**Exercise details**
All the data below goes into the copy word for word, but the pictures don't.

● ● ●

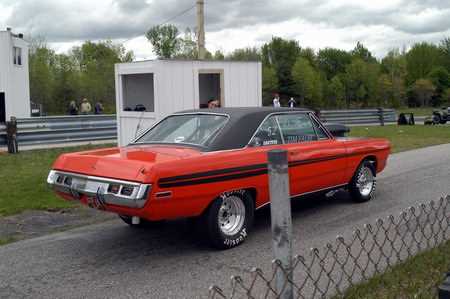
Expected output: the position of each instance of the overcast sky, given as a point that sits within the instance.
(379, 24)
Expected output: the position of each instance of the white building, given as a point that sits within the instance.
(14, 77)
(167, 86)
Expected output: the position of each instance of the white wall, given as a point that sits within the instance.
(176, 88)
(14, 79)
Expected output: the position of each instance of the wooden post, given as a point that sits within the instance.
(280, 211)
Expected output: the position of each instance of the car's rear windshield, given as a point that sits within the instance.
(194, 129)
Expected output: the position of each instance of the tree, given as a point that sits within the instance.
(361, 82)
(332, 61)
(306, 83)
(445, 49)
(336, 93)
(245, 54)
(165, 40)
(218, 55)
(440, 78)
(187, 46)
(421, 92)
(363, 53)
(421, 59)
(282, 54)
(96, 65)
(269, 83)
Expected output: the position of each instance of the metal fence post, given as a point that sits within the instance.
(11, 136)
(280, 210)
(381, 115)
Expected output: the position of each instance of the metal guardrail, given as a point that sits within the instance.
(62, 129)
(360, 116)
(77, 128)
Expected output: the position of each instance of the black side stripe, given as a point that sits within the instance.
(213, 173)
(227, 174)
(215, 179)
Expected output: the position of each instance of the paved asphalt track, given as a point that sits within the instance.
(111, 260)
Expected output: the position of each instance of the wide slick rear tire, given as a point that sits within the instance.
(363, 184)
(229, 218)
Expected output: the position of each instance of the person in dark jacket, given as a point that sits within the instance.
(73, 109)
(98, 108)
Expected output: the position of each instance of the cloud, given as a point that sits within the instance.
(381, 24)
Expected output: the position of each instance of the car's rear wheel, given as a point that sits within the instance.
(363, 183)
(229, 219)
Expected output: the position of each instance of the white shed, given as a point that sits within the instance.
(14, 77)
(167, 86)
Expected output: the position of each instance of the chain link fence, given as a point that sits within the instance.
(371, 250)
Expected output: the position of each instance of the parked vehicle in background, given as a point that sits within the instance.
(441, 116)
(212, 164)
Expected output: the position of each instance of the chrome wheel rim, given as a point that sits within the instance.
(231, 215)
(365, 181)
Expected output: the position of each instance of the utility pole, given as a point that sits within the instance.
(201, 29)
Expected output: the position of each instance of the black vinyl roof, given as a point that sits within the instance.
(241, 125)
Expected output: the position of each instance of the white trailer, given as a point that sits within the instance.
(163, 87)
(14, 77)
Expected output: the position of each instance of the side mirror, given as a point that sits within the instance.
(337, 130)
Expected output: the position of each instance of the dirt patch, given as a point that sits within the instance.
(31, 224)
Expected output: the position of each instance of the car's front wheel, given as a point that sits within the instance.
(362, 186)
(229, 219)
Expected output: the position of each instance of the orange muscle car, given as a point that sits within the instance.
(212, 164)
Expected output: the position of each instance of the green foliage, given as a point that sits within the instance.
(421, 59)
(307, 83)
(421, 92)
(245, 54)
(218, 55)
(440, 78)
(187, 46)
(332, 61)
(281, 54)
(86, 71)
(165, 40)
(336, 93)
(362, 53)
(361, 82)
(269, 84)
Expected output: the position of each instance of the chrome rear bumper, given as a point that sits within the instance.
(102, 190)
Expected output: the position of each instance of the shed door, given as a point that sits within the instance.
(210, 87)
(2, 108)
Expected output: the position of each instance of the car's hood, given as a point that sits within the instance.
(132, 163)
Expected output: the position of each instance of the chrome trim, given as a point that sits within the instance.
(306, 193)
(97, 188)
(313, 117)
(269, 115)
(177, 114)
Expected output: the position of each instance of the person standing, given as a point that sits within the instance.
(292, 103)
(73, 109)
(98, 108)
(276, 101)
(85, 107)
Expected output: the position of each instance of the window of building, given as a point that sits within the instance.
(17, 56)
(138, 92)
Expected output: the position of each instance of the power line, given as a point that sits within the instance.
(166, 21)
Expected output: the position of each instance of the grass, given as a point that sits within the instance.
(4, 241)
(422, 111)
(23, 179)
(417, 277)
(406, 137)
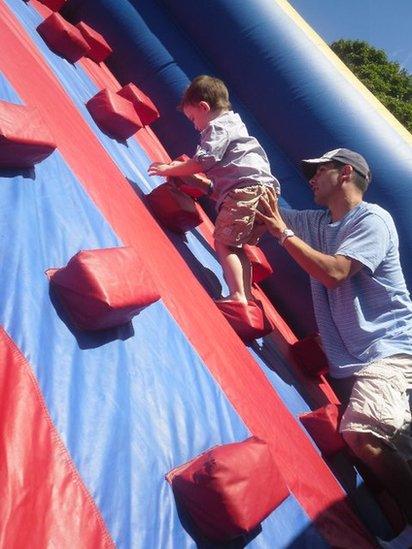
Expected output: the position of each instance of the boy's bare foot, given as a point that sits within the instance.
(230, 299)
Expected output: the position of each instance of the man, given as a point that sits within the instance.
(363, 311)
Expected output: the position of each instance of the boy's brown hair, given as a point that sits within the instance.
(209, 89)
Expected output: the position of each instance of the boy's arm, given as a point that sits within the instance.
(329, 270)
(176, 168)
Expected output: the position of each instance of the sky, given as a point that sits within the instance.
(385, 24)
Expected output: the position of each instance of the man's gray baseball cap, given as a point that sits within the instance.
(346, 156)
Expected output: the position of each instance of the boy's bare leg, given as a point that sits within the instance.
(393, 471)
(237, 272)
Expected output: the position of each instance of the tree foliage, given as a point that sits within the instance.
(391, 84)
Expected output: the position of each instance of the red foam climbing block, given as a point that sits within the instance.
(63, 37)
(114, 114)
(188, 183)
(54, 5)
(229, 489)
(173, 208)
(323, 426)
(99, 48)
(248, 320)
(145, 108)
(103, 288)
(310, 356)
(261, 267)
(25, 140)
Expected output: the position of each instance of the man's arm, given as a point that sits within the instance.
(329, 270)
(176, 168)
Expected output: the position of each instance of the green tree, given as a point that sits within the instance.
(391, 84)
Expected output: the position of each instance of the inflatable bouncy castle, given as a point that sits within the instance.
(134, 412)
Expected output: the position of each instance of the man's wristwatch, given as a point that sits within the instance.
(286, 233)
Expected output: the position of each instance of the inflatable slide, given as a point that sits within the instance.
(134, 414)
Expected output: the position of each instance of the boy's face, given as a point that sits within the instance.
(198, 114)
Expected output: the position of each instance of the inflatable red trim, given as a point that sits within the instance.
(63, 38)
(144, 106)
(173, 209)
(248, 320)
(113, 114)
(230, 489)
(323, 426)
(25, 140)
(99, 48)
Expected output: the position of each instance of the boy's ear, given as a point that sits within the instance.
(204, 105)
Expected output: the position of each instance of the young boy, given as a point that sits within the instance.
(240, 176)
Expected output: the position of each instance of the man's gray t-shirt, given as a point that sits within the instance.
(369, 316)
(231, 157)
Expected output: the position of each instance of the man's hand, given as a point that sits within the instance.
(269, 214)
(158, 168)
(176, 168)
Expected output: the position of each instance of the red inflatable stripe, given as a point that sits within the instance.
(224, 355)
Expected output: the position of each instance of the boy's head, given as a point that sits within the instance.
(204, 97)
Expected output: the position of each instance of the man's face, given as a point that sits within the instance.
(324, 183)
(198, 114)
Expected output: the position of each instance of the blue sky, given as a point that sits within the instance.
(385, 24)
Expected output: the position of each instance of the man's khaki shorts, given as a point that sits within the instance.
(380, 403)
(235, 224)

● ● ●

**Final result**
Expected output: the position of each instance of the overcast sky, given as a point that sits within the instance.
(379, 24)
Expected output: the position of each instance of the white building, given as a point that sits within the instance.
(14, 77)
(167, 86)
Expected output: the position of each instance of the white wall, given as a point that sits within the instance.
(176, 88)
(14, 79)
Expected output: the position of each instance of the wooden post, given as a point that sits within the instance.
(280, 211)
Expected output: the position of each instance of the car's rear windshield, given as a point that sits within the instance.
(194, 129)
Expected output: the position of each instance of the tree, given as a point that sits within the instance.
(361, 82)
(332, 61)
(306, 83)
(445, 49)
(336, 93)
(245, 54)
(165, 40)
(218, 55)
(440, 78)
(187, 46)
(421, 92)
(363, 53)
(421, 59)
(282, 54)
(96, 65)
(269, 83)
Expected output: the position of each instance of the metal fence post, given as a point that sits within the instance.
(11, 136)
(280, 210)
(381, 115)
Expected output: the position of each instance of the metal guardrail, given as a point that sits within the instance.
(62, 129)
(360, 116)
(77, 128)
Expected output: the position of each instance of the black side stripe, given as a point that sits within the instance.
(213, 173)
(227, 174)
(215, 179)
Expected output: the position of each instance of the paved asphalt track, given as a point that sits within the instance.
(111, 260)
Expected output: the position of each instance of the wide slick rear tire, given as a point that sits within the instance.
(363, 184)
(229, 218)
Expected output: the position of each instance of the person in dark jacket, given as a point that sits within the instance.
(73, 109)
(98, 108)
Expected output: the position of each instance of the cloud, given as a point that sits within the instance.
(381, 24)
Expected output: the position of each instance of the car's rear wheel, given as a point that sits within the instance.
(363, 183)
(229, 219)
Expected output: the position of each instance of the white shed, given as a point that sits within the instance.
(14, 77)
(167, 86)
Expected output: the position of each instance of the chain link fence, given as a point that sits within the instance.
(371, 250)
Expected output: the position of each instance of the parked vehicle in background, given as a point that sits within the instance.
(441, 116)
(212, 164)
Expected output: the position of each instance of the chrome wheel rim, given as a point that sits within the instance.
(231, 215)
(365, 181)
Expected output: the position of each instance of the utility pole, given as a point that sits within the instance.
(201, 29)
Expected output: the position of each instance of the black vinyl roof, given as a point that sits within the instance.
(241, 125)
Expected output: the position of each instance of the white trailer, given as a point that sits within the instance.
(163, 87)
(14, 77)
Expected output: the position of each instance of the side mirror, given as a point that sits within the instance.
(337, 130)
Expected output: the position of each instance of the dirt patch, given as a point that sits within the instance.
(31, 224)
Expected output: the position of each instance of the car's front wheel, given as a point that sits within the instance.
(362, 186)
(229, 219)
Expected output: the position of each instance of the orange muscle car, given as a point that sits within the instance.
(212, 164)
Expected output: the position of each instance of the green foliage, given as a point that sits within the instance.
(421, 59)
(307, 83)
(421, 92)
(245, 54)
(218, 55)
(440, 78)
(187, 46)
(332, 61)
(281, 54)
(86, 71)
(165, 40)
(336, 93)
(362, 53)
(361, 82)
(269, 84)
Expected output: the position of each instance of the chrome rear bumper, given as a point that sits within the instance.
(102, 190)
Expected output: the position of each instance of the shed door, given as a point that sits within the instance.
(210, 87)
(2, 108)
Expected output: the position of each instance of the car's hood, given as a point that sits within the instance.
(132, 163)
Expected output: the position of each instance of the chrome trim, given as a point that sits within the instance.
(306, 193)
(97, 188)
(313, 117)
(269, 115)
(177, 114)
Expected output: the position of each instance of the person standing, given as a point that sits within the instance.
(292, 103)
(73, 109)
(98, 108)
(276, 101)
(85, 107)
Expected output: the position of each instance of the window of building, given as a point that sits within the instance.
(17, 56)
(138, 92)
Expected output: the position of each instance of the power line, given as a point that sits within the instance.
(166, 21)
Expected output: the position of each instance of the grass, given as a point that sits within the instance.
(4, 241)
(422, 111)
(23, 179)
(417, 277)
(406, 137)
Expected output: the position of each instance of the boy's bare foot, given as a point that sits within the instance.
(230, 299)
Expected output: the position of each instance of the man, given as a point that sits within the instance.
(363, 311)
Expected output: the position of each instance of the boy's brown hair, given as a point that sits within the instance.
(209, 89)
Expected output: the position of each instance of the boy's arm, given as a point that sits within the instance.
(329, 270)
(176, 168)
Expected output: the position of each instance of the sky, given as a point that sits within the instance.
(385, 24)
Expected output: the position of each instance of the man's gray baseball cap, given as a point that sits within the instance.
(346, 156)
Expected output: the position of each instance of the boy's bare leg, given as a point that sits within the instance.
(393, 471)
(237, 272)
Expected output: the position of each instance of the tree foliage, given as a point that sits within the instance.
(391, 84)
Expected output: the position of each instance of the red foam climbing block, given as a point that sits within the instance.
(63, 37)
(114, 114)
(188, 183)
(54, 5)
(229, 489)
(173, 208)
(323, 426)
(99, 48)
(248, 320)
(145, 108)
(103, 288)
(310, 356)
(261, 267)
(25, 140)
Expected output: the position of each instance of the man's arm, given as a point that sits within the instance.
(329, 270)
(176, 168)
Expected output: the position of each instance of the green tree, given as a point that sits within the instance.
(391, 84)
Expected output: the position of each instance of the inflatable bouncy castle, given as a point that sits within the instance.
(134, 412)
Expected output: the position of each instance of the man's wristwatch, given as a point that sits within the instance.
(286, 233)
Expected output: the position of each instance of the inflatable slide, given as a point that sits within the instance.
(134, 414)
Expected output: the position of each instance of the boy's face, given as a point that sits within the instance.
(198, 114)
Expected output: the position of each instance of the inflatable red trim, given as a point that sits within the instance.
(63, 38)
(144, 106)
(173, 209)
(248, 320)
(113, 114)
(230, 489)
(323, 426)
(25, 140)
(99, 48)
Expected output: the position of each instance of the boy's ear, given as a point that sits within the instance.
(204, 105)
Expected output: the position of each instance of the young boy, given as a point that sits within the instance.
(240, 176)
Expected output: the position of each instance of the man's gray t-shirt, given as a point that sits within the instance.
(369, 316)
(231, 157)
Expected output: the position of each instance of the man's hand, given as a point that sits within the instance.
(269, 214)
(158, 168)
(176, 168)
Expected output: the position of each instance of the red inflatable stripe, given as a point that sits within the instance.
(224, 355)
Expected output: the position of each instance of the boy's head, given as a point that sits within the instance.
(204, 97)
Expected output: the position of each instance of the man's face, given as a point that sits within the instance.
(324, 183)
(198, 114)
Expected output: the position of each instance of the blue sky, given as a point that sits within the instance.
(385, 24)
Expected output: the position of each instance of the man's khaki shorts, given as a point that sits within the instance.
(380, 403)
(235, 224)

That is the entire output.